Earl é interpretado por Jason Lee (de filmes de Kevin Smith como “Barrados no Shopping” e “Procura-se Amy”), que cola tão bem quanto Jerry Seinfeld vivendo Jerry Seinfeld: a canastrice aqui é a maior das qualidades.
My Name is Earl é atualmente exibido no canal pago “FX”, aos domingos, às 18:00.
Há quem deteste as comédias enlatadas da TV norte-americana, pois logo lhes vêm à mente coisas como Mad About You. Essas pessoas talvez gostem de “My Name is Earl”, assim como Arrested Development, pois são bem diferentes.
“Earl Hickey” é um caipira norte-americano com todos os jeitos e trejeitos, e que vive de pequenos e médios golpes praticados junto com sua “gangue”: o irmão, a esposa, o namorado da esposa (!) e um amigo. Um dia, ele ganha na loteria (sendo que o dinheiro com que ele comprara o bilhete é roubado), mas, logo em seguida, é atropelado e perde o bilhete premiado. No hospital, vendo em um programa de entrevistas alguém falar sobre o poder do Karma – o que aqui se faz, aqui se paga –, Earl tem a súbita iluminação: toda a sua vida é uma desgraça (inclusive a perda do bilhete de loteria) apenas porque ele sempre fez coisas más para as outras pessoas, por isso o “Carma” está muito irritado com ele... então, com medo de acabar sendo executado pelo “Carma”, ele faz uma lista de todas as maldades que fez e parte para corrigir uma por uma. Sua primeira missão é dar auto-confiança a um homem que, na época da escola, Earl infernizava com o “bullying”.
A serialização narrativa aqui também é bem interessante. Cada episódio (em média de 25 minutos) trata de uma missão específica da lista de Earl (o que não incomodará espectadores ocasionais), mas alguns personagens e fatos de episódios anteriores são citados ou reaparecem em subseqüentes, o que traz um andamento cronológico para a série. O último episódio da 1ª temporada elucida um mistério importante sobre a perda e a recuperação do bilhete premiado e, conseqüentemente, sobre a natureza da missão de Earl. Vai-se criando, assim, a expectativa em relação ao último episódio, em que Earl finalmente terminará de cumprir o seu “carma”.

● ● ● ●

**ENUNCIADO DA TAREFA:**
Dê continuidade ao texto sobre a série My Name is Earl a partir da última frase apresentada. Os registros não têm nenhuma relação com o texto sobre a série My Name is Earl.

**TRECHO DOS REGISTROS:**
● ● ● ●

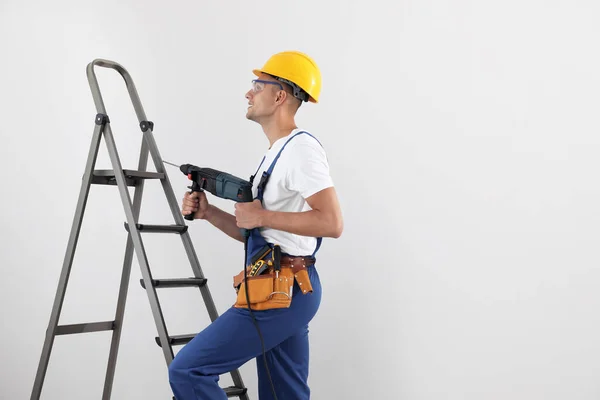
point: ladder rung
(132, 178)
(182, 282)
(84, 328)
(177, 339)
(159, 228)
(233, 391)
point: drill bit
(175, 165)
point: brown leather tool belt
(273, 289)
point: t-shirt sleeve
(309, 169)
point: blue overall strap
(266, 174)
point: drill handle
(194, 188)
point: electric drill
(218, 183)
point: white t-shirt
(301, 171)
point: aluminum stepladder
(122, 179)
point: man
(295, 206)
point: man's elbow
(337, 227)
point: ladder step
(169, 283)
(159, 228)
(85, 328)
(132, 178)
(231, 391)
(177, 340)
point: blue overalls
(232, 340)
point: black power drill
(218, 183)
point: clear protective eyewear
(259, 85)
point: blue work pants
(232, 340)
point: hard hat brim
(257, 72)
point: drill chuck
(218, 183)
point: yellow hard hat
(296, 69)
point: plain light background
(463, 139)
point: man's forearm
(224, 222)
(312, 223)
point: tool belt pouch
(303, 281)
(267, 291)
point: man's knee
(178, 372)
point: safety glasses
(259, 84)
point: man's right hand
(195, 203)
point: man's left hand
(249, 215)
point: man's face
(261, 98)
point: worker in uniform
(295, 206)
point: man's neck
(275, 131)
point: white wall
(463, 140)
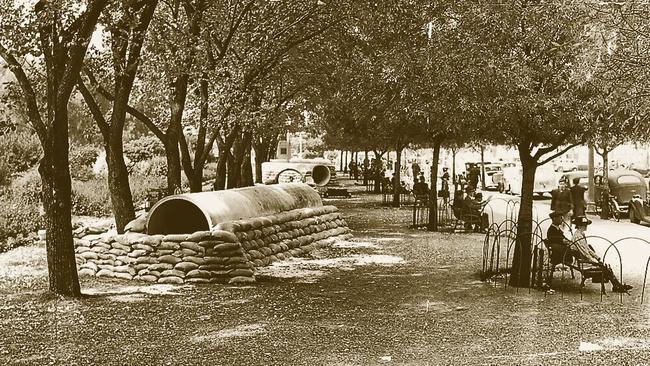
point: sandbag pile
(201, 257)
(291, 233)
(227, 254)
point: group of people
(468, 206)
(572, 200)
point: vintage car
(493, 175)
(545, 181)
(566, 165)
(622, 184)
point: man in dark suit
(578, 198)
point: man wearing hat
(555, 236)
(586, 253)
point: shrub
(28, 185)
(20, 216)
(143, 148)
(91, 198)
(156, 166)
(19, 151)
(144, 185)
(82, 159)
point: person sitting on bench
(421, 189)
(585, 253)
(473, 205)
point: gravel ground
(391, 296)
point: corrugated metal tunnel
(192, 212)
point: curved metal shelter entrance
(191, 212)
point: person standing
(415, 168)
(444, 191)
(578, 198)
(561, 200)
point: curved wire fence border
(506, 231)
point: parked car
(566, 165)
(493, 175)
(622, 184)
(545, 180)
(511, 175)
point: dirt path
(390, 296)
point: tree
(127, 24)
(56, 38)
(533, 72)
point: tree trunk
(222, 163)
(196, 181)
(482, 168)
(246, 179)
(379, 173)
(261, 156)
(453, 170)
(173, 164)
(433, 193)
(521, 262)
(56, 195)
(174, 131)
(234, 170)
(397, 186)
(118, 183)
(605, 194)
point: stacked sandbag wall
(201, 257)
(227, 254)
(287, 234)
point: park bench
(639, 212)
(562, 257)
(466, 218)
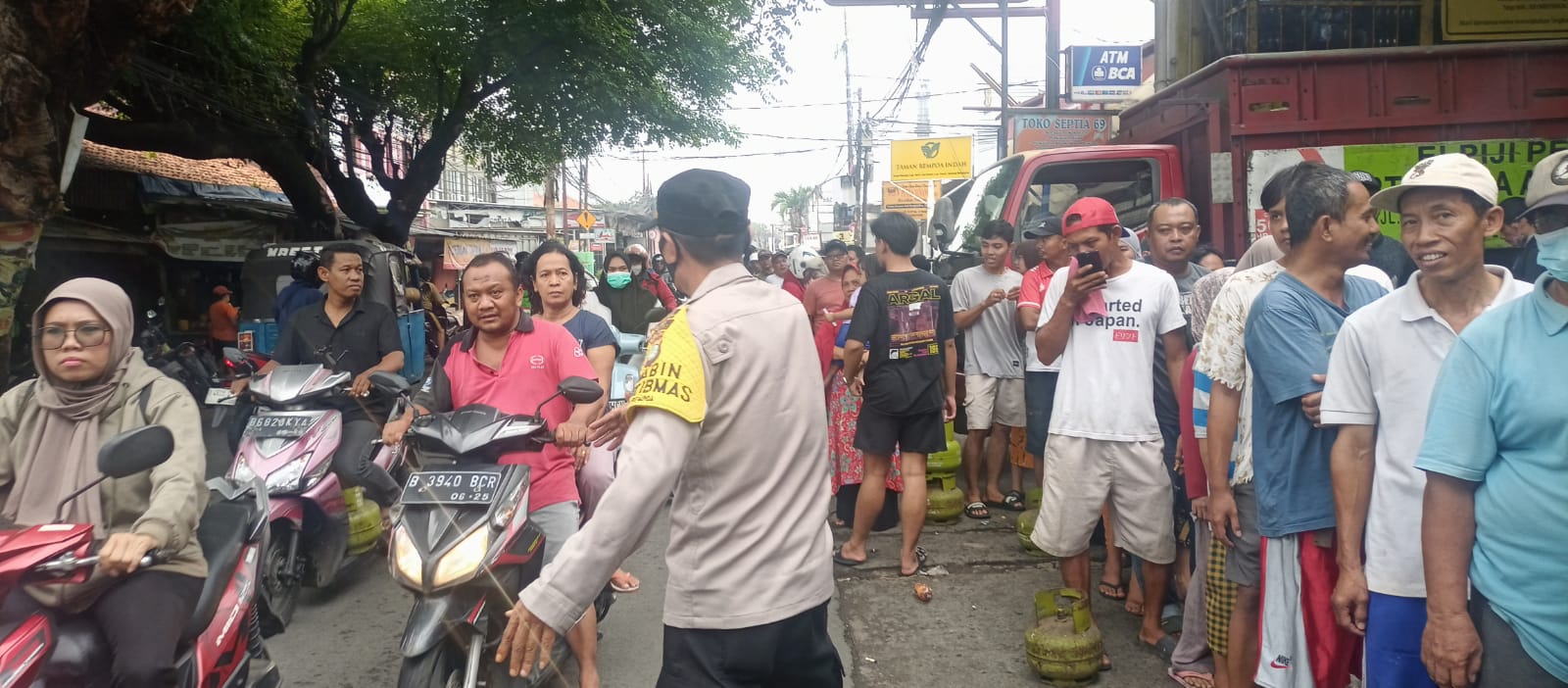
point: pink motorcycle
(318, 527)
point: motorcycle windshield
(295, 382)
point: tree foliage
(794, 206)
(521, 83)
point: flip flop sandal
(977, 512)
(841, 560)
(1013, 502)
(1191, 679)
(629, 588)
(919, 562)
(1164, 648)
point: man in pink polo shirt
(514, 363)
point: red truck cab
(1215, 135)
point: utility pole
(549, 206)
(862, 180)
(1053, 55)
(1004, 124)
(849, 102)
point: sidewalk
(972, 630)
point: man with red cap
(1102, 316)
(223, 320)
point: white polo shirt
(1382, 371)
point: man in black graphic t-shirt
(904, 328)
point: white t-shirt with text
(1105, 389)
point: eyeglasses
(86, 336)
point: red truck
(1217, 135)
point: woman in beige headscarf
(93, 386)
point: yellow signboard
(911, 198)
(1504, 19)
(932, 159)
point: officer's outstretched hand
(609, 429)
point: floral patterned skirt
(846, 460)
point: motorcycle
(221, 638)
(185, 363)
(318, 527)
(465, 544)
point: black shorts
(796, 653)
(880, 433)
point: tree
(524, 83)
(55, 57)
(794, 206)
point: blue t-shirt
(592, 331)
(1499, 418)
(1290, 334)
(294, 298)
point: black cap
(1043, 226)
(1512, 209)
(703, 203)
(1372, 183)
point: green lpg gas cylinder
(365, 520)
(1063, 646)
(943, 505)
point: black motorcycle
(465, 544)
(188, 364)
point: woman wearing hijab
(844, 411)
(93, 386)
(627, 303)
(557, 287)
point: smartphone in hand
(1089, 261)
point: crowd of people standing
(1327, 460)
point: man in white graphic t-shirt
(1104, 439)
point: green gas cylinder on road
(1065, 645)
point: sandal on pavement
(1164, 648)
(1117, 591)
(627, 583)
(841, 560)
(1013, 500)
(919, 562)
(1191, 679)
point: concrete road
(969, 633)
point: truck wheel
(436, 668)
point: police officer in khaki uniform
(728, 414)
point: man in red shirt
(514, 363)
(827, 292)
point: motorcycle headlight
(463, 560)
(405, 559)
(242, 472)
(286, 478)
(316, 473)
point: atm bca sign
(1104, 73)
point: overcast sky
(796, 130)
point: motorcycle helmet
(804, 259)
(303, 267)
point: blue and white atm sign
(1104, 73)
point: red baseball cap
(1089, 212)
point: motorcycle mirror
(130, 453)
(580, 390)
(388, 382)
(125, 455)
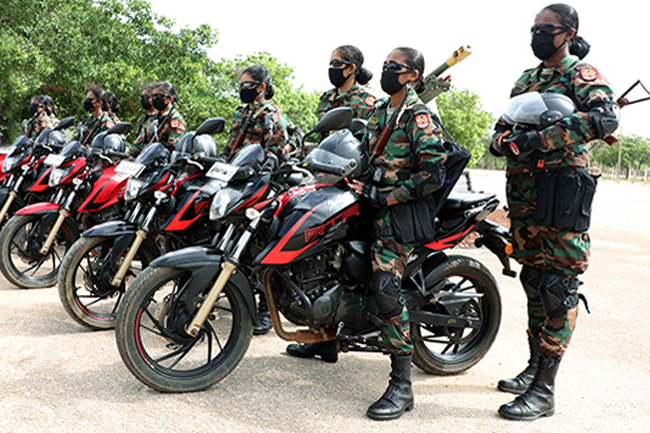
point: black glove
(373, 197)
(521, 144)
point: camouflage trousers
(545, 249)
(391, 256)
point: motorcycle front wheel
(84, 281)
(21, 262)
(445, 350)
(154, 346)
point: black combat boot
(399, 394)
(520, 384)
(325, 350)
(538, 400)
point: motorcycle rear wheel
(151, 340)
(20, 261)
(85, 291)
(448, 351)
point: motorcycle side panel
(319, 216)
(205, 264)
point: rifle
(435, 84)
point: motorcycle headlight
(133, 187)
(58, 174)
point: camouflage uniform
(255, 130)
(143, 131)
(171, 127)
(356, 97)
(542, 249)
(37, 124)
(417, 134)
(93, 126)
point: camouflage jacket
(356, 97)
(255, 132)
(93, 126)
(143, 131)
(37, 124)
(565, 142)
(171, 127)
(415, 141)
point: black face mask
(390, 81)
(543, 45)
(88, 104)
(159, 104)
(336, 77)
(248, 95)
(145, 101)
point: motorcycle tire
(84, 289)
(152, 342)
(447, 351)
(20, 260)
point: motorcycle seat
(459, 202)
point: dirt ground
(56, 376)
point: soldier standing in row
(97, 120)
(547, 174)
(410, 168)
(171, 125)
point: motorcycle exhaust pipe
(140, 236)
(63, 214)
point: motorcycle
(169, 209)
(33, 241)
(27, 177)
(186, 321)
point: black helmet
(341, 149)
(104, 141)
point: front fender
(204, 264)
(39, 208)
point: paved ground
(56, 376)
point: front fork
(228, 267)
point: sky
(303, 34)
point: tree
(462, 114)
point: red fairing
(38, 208)
(450, 241)
(107, 191)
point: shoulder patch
(422, 120)
(588, 73)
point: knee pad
(530, 278)
(559, 293)
(384, 289)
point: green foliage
(462, 114)
(60, 47)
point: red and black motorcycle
(186, 321)
(169, 204)
(84, 190)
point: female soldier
(552, 252)
(171, 125)
(97, 120)
(346, 73)
(247, 126)
(40, 119)
(143, 125)
(410, 167)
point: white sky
(302, 34)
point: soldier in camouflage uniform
(171, 125)
(247, 125)
(40, 119)
(411, 164)
(143, 132)
(347, 75)
(542, 163)
(97, 120)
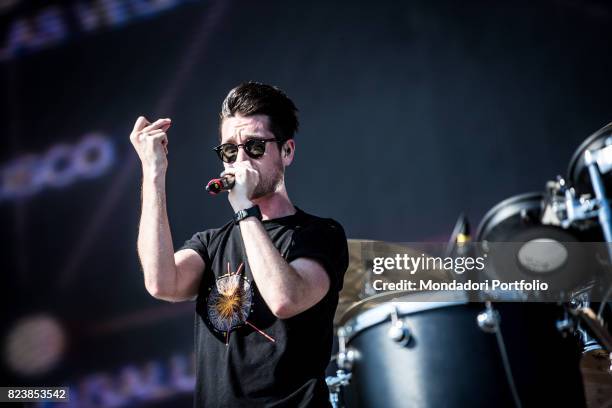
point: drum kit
(407, 349)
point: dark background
(416, 110)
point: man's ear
(287, 152)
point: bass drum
(447, 360)
(555, 255)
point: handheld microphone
(217, 185)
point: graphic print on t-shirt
(229, 303)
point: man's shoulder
(328, 225)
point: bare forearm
(155, 247)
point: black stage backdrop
(411, 112)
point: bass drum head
(450, 362)
(527, 250)
(578, 173)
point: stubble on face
(271, 179)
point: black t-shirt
(246, 356)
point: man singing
(266, 283)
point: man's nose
(241, 156)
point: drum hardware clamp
(335, 385)
(346, 355)
(489, 319)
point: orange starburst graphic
(229, 303)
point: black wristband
(249, 212)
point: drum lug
(398, 332)
(489, 319)
(346, 355)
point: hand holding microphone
(240, 181)
(217, 185)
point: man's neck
(275, 205)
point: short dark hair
(254, 98)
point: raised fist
(151, 143)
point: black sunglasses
(254, 148)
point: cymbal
(359, 276)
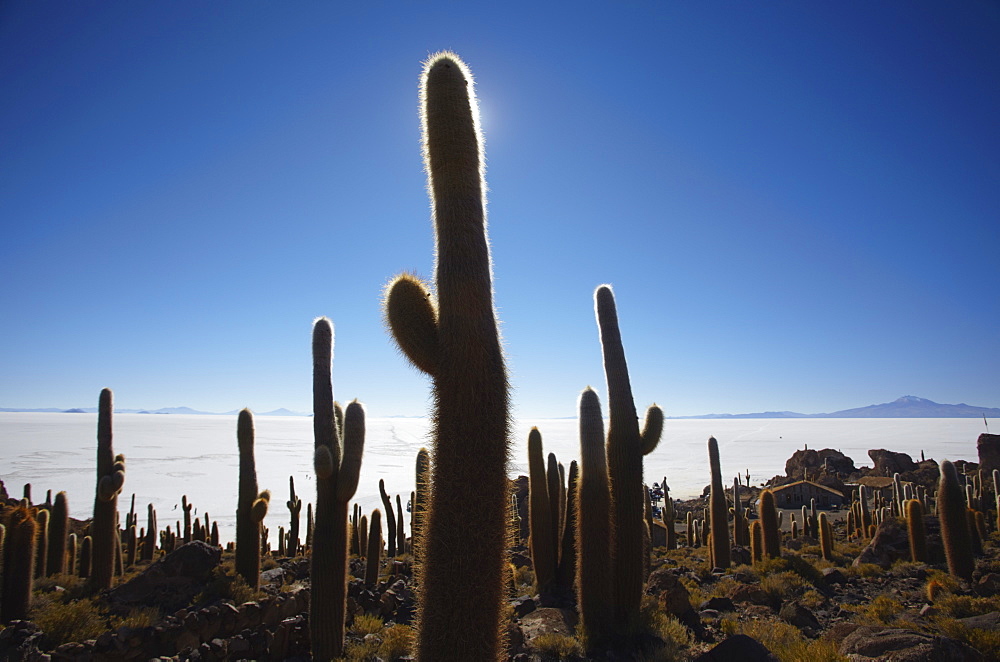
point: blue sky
(797, 203)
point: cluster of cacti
(338, 447)
(452, 336)
(251, 506)
(19, 549)
(110, 479)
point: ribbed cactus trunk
(626, 447)
(542, 540)
(251, 506)
(390, 520)
(954, 524)
(373, 558)
(110, 479)
(719, 509)
(594, 534)
(18, 564)
(58, 535)
(294, 510)
(455, 340)
(770, 527)
(339, 445)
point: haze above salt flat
(169, 456)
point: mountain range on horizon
(908, 406)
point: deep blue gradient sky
(797, 203)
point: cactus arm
(412, 319)
(652, 429)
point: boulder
(888, 463)
(738, 648)
(172, 582)
(899, 645)
(989, 453)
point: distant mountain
(908, 406)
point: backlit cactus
(453, 337)
(18, 563)
(770, 528)
(251, 505)
(58, 535)
(390, 520)
(294, 510)
(626, 448)
(338, 448)
(110, 479)
(594, 533)
(719, 509)
(954, 523)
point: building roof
(775, 490)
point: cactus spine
(769, 525)
(110, 479)
(719, 509)
(954, 523)
(58, 533)
(390, 520)
(18, 564)
(374, 556)
(453, 337)
(251, 506)
(295, 510)
(594, 533)
(626, 448)
(339, 445)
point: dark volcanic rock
(888, 463)
(738, 648)
(898, 645)
(172, 582)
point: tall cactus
(294, 510)
(373, 557)
(594, 534)
(453, 337)
(58, 534)
(954, 523)
(770, 527)
(251, 506)
(339, 445)
(626, 448)
(719, 509)
(18, 564)
(110, 479)
(390, 520)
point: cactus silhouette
(373, 557)
(58, 535)
(916, 531)
(110, 479)
(769, 525)
(251, 506)
(390, 520)
(295, 510)
(626, 448)
(339, 445)
(719, 509)
(453, 337)
(543, 540)
(19, 563)
(954, 523)
(594, 533)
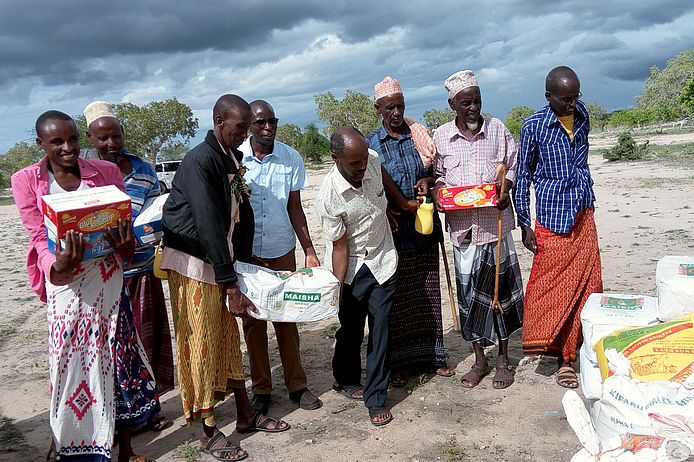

● ● ● ●

**ÁREA DE RESPOSTA:**
A primeira temporada (recentemente lançada por aqui em DVD – a segunda está prestes a estrear nos EUA) contém episódios antológicos, como aquele em que Earl acaba prejudicando muito um sujeito; mais tarde, ele descobre que esse “mal” foi apenas a devida punição para um homem sem caráter, trazendo um grande bem a outras pessoas, suas vítimas. Earl conclui dizendo, com a sabedoria de um santo, que o “Carma” o usara para fazer o trabalho sujo...
É cômica, mas também é singela e sublime a maneira superficial e reacionária como um “bocó” interpreta um conceito tão alto como o de carma, usando-o para fazer o bem da maneira mais simples e ingênua (por que não pura?) que ele é capaz, o bem a si próprio a e outras pessoas. O lado sério e dramático de “My Name is Earl” está a anos-luz dos momentos melodramáticos de comédias como Friends. Também é belo o episódio em que Earl dá uma palestra na universidade sobre a sua “missão”. Sentimo-nos comovidos por sua boa vontade antes de pensarmos em ridicularizá-lo por sua ignorância em relação às “questões cósmicas”.
Earl é interpretado por Jason Lee (de filmes de Kevin Smith como “Barrados no Shopping” e “Procura-se Amy”), que cola tão bem quanto Jerry Seinfeld vivendo Jerry Seinfeld: a canastrice aqui é a maior das qualidades.
My Name is Earl é atualmente exibido no canal pago “FX”, aos domingos, às 18:00.